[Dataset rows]
════════
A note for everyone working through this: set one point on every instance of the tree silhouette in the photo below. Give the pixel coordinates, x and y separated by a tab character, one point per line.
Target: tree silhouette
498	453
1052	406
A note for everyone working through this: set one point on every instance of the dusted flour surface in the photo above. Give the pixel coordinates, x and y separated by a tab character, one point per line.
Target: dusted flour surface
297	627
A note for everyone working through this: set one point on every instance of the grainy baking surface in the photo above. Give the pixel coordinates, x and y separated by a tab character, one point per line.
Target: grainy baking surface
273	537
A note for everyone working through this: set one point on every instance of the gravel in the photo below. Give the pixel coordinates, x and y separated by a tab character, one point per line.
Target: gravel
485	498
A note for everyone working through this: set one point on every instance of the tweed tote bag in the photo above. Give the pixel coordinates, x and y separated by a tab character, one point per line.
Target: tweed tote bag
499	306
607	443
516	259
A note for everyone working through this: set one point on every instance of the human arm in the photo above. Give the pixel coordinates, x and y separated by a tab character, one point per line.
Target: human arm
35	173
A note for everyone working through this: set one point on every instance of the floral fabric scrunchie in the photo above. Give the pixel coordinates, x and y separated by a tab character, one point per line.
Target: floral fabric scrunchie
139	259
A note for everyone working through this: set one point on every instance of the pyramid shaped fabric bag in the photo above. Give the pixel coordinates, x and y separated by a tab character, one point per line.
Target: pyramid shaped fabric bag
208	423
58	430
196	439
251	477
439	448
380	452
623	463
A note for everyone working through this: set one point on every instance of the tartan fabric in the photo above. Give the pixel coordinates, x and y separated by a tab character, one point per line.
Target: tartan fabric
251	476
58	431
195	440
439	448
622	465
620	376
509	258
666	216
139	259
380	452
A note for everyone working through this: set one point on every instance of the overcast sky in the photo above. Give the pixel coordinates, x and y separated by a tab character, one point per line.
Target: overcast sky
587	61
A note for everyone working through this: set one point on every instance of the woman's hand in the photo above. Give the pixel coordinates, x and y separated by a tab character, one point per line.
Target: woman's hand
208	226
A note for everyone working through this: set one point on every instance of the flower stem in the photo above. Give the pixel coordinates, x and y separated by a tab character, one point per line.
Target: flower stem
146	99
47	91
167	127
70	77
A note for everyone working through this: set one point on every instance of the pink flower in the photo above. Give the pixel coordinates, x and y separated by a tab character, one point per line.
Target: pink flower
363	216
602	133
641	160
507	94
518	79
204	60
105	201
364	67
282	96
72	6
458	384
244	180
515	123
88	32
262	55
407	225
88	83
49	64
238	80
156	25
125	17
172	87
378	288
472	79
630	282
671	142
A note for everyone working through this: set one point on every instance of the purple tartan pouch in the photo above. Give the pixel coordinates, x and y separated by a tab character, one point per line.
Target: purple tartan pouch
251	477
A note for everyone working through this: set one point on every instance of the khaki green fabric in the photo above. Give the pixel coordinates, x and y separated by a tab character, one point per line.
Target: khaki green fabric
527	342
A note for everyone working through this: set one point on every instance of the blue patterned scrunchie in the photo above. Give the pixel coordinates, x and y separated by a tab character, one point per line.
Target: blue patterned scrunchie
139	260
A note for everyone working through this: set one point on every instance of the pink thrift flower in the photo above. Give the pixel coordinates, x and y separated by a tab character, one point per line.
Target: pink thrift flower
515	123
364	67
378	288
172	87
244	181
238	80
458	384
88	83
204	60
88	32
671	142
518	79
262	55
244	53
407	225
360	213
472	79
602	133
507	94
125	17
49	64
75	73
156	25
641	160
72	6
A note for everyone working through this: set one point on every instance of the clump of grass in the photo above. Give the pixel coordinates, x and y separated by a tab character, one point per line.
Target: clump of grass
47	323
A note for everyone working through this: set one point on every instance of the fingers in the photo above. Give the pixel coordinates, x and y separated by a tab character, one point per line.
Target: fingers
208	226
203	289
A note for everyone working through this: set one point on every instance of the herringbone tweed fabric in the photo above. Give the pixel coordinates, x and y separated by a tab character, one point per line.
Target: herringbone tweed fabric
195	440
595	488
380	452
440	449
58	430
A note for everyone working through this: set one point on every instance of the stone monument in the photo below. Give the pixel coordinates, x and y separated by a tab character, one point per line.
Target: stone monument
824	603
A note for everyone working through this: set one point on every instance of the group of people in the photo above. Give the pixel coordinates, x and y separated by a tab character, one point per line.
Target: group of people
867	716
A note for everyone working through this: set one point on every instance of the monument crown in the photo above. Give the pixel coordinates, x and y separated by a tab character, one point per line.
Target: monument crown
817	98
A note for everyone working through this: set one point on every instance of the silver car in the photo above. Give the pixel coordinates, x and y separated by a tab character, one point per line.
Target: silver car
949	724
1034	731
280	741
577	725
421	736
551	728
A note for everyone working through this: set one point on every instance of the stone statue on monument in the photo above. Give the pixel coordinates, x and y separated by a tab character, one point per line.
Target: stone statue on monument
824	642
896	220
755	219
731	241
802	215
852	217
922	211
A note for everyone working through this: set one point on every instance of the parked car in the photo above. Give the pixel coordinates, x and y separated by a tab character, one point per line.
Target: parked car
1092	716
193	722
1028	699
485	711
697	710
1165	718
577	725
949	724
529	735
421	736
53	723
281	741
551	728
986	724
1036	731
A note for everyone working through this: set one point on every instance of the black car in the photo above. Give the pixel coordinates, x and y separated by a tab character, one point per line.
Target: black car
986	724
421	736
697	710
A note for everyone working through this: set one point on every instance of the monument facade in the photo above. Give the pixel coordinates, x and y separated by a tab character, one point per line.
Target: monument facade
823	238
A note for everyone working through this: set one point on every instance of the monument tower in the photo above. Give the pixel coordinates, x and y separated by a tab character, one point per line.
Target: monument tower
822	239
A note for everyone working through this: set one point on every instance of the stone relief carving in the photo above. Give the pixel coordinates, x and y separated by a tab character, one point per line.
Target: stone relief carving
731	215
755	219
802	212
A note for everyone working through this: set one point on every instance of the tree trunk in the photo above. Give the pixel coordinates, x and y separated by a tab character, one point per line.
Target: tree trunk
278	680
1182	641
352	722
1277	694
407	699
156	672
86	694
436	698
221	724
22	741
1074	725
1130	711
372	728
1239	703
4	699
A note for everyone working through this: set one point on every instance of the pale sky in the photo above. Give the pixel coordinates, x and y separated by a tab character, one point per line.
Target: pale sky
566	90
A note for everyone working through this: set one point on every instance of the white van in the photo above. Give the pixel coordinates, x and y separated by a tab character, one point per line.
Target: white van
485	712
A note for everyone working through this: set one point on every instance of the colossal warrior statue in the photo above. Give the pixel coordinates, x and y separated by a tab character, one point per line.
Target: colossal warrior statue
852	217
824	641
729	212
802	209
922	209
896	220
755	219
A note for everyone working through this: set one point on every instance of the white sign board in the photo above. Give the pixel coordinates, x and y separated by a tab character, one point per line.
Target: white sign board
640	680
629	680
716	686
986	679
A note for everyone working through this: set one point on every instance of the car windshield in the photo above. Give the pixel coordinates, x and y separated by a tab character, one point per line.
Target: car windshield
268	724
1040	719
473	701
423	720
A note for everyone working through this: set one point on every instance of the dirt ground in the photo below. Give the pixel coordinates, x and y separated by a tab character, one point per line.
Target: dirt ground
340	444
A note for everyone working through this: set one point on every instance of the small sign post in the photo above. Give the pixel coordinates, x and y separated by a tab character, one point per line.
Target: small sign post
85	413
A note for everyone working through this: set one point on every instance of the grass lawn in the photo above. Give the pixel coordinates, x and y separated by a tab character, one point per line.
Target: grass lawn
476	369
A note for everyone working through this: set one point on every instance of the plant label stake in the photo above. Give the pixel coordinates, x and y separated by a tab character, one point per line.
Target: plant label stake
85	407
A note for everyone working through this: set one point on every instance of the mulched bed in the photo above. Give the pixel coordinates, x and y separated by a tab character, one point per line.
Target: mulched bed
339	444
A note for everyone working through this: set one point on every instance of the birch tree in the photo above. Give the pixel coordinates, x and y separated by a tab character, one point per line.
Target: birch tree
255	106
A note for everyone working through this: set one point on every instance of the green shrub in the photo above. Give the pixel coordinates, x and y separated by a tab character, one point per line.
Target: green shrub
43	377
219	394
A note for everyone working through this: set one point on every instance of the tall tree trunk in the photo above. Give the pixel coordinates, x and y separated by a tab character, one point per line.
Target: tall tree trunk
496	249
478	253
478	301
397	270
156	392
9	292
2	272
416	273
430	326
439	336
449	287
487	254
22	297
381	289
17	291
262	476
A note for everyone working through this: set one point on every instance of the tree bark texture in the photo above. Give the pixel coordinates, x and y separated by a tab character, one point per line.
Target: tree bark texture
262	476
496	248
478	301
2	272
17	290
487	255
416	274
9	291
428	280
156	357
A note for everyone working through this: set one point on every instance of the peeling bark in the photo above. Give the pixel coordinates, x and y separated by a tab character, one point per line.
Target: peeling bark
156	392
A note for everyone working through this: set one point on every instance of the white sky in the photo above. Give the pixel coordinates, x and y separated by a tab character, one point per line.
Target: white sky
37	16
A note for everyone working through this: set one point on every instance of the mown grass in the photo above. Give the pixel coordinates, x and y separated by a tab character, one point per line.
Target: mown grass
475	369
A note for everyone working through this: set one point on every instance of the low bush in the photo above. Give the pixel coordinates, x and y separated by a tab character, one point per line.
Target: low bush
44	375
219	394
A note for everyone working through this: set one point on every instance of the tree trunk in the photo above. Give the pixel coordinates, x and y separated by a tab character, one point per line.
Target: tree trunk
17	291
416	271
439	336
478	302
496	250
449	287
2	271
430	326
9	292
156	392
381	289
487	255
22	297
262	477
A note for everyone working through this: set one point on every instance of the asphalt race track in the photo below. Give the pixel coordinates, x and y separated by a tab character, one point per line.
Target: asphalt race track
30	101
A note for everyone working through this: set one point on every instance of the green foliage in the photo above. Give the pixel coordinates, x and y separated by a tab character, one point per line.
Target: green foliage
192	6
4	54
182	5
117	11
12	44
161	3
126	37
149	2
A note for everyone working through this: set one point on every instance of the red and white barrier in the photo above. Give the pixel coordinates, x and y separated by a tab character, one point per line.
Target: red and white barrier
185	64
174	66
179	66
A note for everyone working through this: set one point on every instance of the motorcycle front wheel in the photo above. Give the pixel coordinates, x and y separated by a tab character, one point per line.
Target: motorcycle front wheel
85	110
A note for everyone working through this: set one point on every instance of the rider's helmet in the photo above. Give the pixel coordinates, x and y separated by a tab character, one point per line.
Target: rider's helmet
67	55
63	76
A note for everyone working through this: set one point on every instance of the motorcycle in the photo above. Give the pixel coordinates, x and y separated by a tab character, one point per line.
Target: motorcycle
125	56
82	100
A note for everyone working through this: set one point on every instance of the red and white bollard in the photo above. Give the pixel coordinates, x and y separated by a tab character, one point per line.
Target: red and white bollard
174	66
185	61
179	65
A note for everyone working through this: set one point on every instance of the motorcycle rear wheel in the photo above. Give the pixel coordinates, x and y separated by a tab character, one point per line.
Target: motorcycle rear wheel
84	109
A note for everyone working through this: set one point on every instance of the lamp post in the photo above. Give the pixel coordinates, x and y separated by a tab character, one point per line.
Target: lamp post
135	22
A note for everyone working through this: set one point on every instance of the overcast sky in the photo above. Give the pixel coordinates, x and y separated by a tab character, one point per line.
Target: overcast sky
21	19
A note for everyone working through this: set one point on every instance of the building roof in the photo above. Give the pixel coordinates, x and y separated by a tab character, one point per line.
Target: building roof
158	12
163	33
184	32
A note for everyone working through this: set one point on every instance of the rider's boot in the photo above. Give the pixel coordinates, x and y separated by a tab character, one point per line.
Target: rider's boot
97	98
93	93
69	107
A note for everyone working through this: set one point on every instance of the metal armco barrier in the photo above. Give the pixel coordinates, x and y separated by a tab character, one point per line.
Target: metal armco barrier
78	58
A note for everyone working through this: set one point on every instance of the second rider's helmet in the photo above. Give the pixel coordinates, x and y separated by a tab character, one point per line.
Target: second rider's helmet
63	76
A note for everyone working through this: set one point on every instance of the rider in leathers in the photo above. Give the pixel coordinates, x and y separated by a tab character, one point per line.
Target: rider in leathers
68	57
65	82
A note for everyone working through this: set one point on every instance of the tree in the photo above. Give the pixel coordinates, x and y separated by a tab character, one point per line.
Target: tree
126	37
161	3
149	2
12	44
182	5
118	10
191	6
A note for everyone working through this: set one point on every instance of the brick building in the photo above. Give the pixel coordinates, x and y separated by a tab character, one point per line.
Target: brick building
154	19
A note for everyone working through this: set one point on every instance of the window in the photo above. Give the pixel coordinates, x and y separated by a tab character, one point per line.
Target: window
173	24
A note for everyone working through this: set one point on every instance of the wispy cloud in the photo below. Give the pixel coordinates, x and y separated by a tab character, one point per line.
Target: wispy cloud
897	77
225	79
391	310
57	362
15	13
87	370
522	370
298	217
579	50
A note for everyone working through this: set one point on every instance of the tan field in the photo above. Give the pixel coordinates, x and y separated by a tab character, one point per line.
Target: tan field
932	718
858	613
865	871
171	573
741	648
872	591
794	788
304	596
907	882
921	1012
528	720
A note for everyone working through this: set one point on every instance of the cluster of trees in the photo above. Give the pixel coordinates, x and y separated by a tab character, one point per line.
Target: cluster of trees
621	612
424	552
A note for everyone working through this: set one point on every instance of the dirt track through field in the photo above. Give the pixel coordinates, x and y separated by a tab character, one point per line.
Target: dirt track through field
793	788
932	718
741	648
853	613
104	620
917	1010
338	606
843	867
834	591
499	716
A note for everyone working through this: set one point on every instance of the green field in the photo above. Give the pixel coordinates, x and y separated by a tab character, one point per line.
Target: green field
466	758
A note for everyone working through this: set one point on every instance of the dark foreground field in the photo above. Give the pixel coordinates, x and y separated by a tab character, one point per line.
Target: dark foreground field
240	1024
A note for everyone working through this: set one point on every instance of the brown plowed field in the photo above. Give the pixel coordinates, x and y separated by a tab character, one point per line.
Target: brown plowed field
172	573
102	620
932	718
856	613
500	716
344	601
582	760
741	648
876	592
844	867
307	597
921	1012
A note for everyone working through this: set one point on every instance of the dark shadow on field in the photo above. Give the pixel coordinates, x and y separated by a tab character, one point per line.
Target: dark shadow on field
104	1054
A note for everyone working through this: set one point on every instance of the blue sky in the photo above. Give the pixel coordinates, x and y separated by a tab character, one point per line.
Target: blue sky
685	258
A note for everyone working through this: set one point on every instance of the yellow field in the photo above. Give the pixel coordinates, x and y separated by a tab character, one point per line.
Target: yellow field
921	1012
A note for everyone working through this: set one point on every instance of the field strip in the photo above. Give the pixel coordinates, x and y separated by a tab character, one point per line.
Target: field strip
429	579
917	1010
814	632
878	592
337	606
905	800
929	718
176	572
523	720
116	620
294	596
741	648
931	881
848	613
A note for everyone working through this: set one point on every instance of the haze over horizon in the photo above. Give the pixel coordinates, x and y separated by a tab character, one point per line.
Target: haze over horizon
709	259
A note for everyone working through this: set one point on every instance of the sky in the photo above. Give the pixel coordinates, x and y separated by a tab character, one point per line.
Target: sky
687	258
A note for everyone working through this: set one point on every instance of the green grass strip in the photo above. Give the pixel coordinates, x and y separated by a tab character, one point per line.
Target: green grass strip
════════
* _WHAT NEEDS TO BE DONE_
Rewrite the records from the line containing "of the haze" through the end of the records, replacing "pixel coordinates" with "image coordinates" and leaving everything else unchanged.

* _ANSWER BELOW_
A note for everyone working through this: set one point on every instance of the haze over horizon in the photo above. Give the image coordinates, x and y separated by a tab character, one point per line.
Target: haze over horizon
709	259
A note for everyone working through this: set one point on every instance of the sky in the photo above. Give the image coordinates, x and y separated by a tab character, one point per line.
Target: sky
687	258
A note for everyone working through this: set one point on every instance of the green grass strip in the photo above. Give the image coordinates, x and y separated by a tab character, one point per line.
Target: green grass strip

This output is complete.